TESTO DI PARTENZA:
━━━━━━━━

Ambiente? No, Creato

creatoIl Timone n.57 novembre 2006

Nella giornata di preghiera dedicata al tema, è passata l’immagine di una Chiesa Papa compreso – accodata ai movimenti ecologisti. Ma la visione cattolica è diametralmente opposta all’ambientalismo dominante. Ecco perché….

di Riccardo Cascioli

Ambiente e creato sono due termini equivalenti? Difesa dell’ambiente e salvaguardia l creato sono concetti ana­loghi? Sono domande che nascono natu­rali dopo che la Chiesa italiana ha deciso di istituire per il 1° settembre la Giorna­ta della Salvaguardia del Creato e di de­dicare l’intero mese di settembre alla ri­flessione sul tema. Si tratta di un’iniziati­va importante perché offre l’occasione di approfondire una prospettiva cattolica su un tema che è ormai dominante nell’opi­nione pubblica, ma che tanta confusione genera anche tra i cattolici.

━━━━━━━━

RIGHE DI DATI:
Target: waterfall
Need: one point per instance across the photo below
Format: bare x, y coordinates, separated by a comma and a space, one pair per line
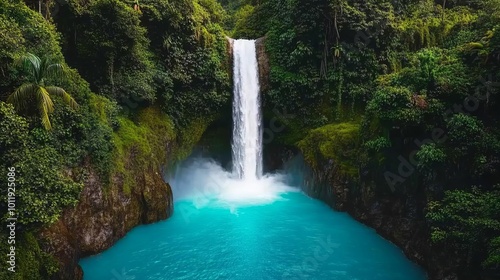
247, 131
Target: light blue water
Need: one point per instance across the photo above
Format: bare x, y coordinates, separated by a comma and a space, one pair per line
294, 237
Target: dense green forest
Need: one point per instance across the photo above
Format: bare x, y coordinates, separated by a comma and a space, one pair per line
401, 93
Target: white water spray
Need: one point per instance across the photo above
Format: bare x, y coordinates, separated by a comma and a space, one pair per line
247, 132
204, 181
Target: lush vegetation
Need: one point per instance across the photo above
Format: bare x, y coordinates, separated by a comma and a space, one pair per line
364, 84
368, 85
137, 80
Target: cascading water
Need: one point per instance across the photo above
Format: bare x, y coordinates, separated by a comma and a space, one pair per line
247, 132
271, 231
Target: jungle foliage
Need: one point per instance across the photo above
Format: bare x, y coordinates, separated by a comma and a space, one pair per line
422, 80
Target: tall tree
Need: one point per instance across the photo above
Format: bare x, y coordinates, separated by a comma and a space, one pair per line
35, 92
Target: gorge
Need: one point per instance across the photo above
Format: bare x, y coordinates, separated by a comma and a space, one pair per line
334, 139
242, 224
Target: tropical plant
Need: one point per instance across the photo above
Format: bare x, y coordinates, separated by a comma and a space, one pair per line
34, 92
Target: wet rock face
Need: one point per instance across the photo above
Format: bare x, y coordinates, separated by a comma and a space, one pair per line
104, 215
263, 61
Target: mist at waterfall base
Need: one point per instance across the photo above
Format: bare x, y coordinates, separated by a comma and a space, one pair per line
226, 228
243, 224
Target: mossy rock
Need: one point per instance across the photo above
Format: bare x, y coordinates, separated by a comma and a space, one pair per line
338, 142
31, 261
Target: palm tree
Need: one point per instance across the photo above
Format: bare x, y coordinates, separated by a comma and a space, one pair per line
35, 92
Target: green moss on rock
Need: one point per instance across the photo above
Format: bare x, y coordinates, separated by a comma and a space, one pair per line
31, 262
338, 142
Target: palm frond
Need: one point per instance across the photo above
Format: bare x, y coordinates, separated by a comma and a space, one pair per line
55, 71
57, 91
21, 97
46, 106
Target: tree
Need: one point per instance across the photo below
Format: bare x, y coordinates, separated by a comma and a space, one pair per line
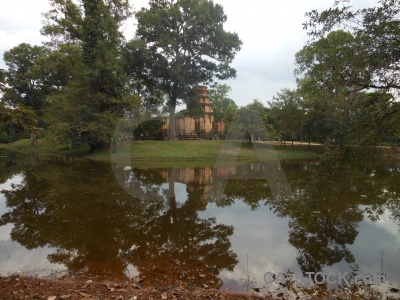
336, 106
16, 121
251, 122
23, 77
373, 63
187, 46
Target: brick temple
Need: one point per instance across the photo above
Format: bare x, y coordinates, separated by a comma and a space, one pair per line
204, 126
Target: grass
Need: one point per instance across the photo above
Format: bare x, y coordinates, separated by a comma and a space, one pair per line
183, 152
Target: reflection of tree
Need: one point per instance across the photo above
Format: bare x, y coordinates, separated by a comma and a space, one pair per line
99, 229
325, 210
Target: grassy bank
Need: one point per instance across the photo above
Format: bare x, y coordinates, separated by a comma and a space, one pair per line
152, 152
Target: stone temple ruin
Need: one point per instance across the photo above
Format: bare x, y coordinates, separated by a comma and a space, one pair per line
203, 126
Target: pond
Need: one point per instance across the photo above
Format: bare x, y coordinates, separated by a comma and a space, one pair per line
226, 225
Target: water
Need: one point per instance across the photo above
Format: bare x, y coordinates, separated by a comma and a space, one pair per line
223, 226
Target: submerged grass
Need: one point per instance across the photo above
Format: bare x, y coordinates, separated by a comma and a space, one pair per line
181, 152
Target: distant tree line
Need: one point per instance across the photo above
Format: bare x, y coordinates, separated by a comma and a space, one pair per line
76, 87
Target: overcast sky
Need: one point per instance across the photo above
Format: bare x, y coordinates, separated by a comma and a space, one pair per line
271, 32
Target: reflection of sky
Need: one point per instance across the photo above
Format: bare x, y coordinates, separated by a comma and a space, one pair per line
261, 236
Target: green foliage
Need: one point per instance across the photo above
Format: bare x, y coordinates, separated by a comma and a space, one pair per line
186, 46
96, 94
348, 77
23, 77
16, 121
224, 107
251, 122
287, 115
373, 50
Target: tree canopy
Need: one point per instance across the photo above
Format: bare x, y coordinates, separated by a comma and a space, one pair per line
186, 46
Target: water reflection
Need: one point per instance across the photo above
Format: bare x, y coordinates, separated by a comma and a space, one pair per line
78, 208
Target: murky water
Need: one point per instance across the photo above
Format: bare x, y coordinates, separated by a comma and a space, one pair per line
223, 226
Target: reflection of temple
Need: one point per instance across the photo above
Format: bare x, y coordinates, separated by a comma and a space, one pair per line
199, 181
204, 126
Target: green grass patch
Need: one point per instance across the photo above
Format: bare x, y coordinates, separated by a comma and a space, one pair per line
200, 152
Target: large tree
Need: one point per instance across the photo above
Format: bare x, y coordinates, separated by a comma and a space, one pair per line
187, 46
97, 88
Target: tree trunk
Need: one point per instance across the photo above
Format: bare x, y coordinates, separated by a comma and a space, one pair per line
34, 142
171, 126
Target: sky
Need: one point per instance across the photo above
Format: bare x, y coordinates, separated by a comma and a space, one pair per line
271, 32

━━━━━━━━

Riscrivi il passo del testo di partenza che comincia con "Ambiente? No, Creato" e prosegue fino a "tra i cattolici.", sostituendo "settembre" con "ottobre". I record provengono da un'altra fonte.

Ambiente? No, Creato

creatoIl Timone n.57 novembre 2006

Nella giornata di preghiera dedicata al tema, è passata l’immagine di una Chiesa Papa compreso – accodata ai movimenti ecologisti. Ma la visione cattolica è diametralmente opposta all’ambientalismo dominante. Ecco perché….

di Riccardo Cascioli

Ambiente e creato sono due termini equivalenti? Difesa dell’ambiente e salvaguardia l creato sono concetti ana­loghi? Sono domande che nascono natu­rali dopo che la Chiesa italiana ha deciso di istituire per il 1° ottobre la Giorna­ta della Salvaguardia del Creato e di de­dicare l’intero mese di ottobre alla ri­flessione sul tema. Si tratta di un’iniziati­va importante perché offre l’occasione di approfondire una prospettiva cattolica su un tema che è ormai dominante nell’opi­nione pubblica, ma che tanta confusione genera anche tra i cattolici.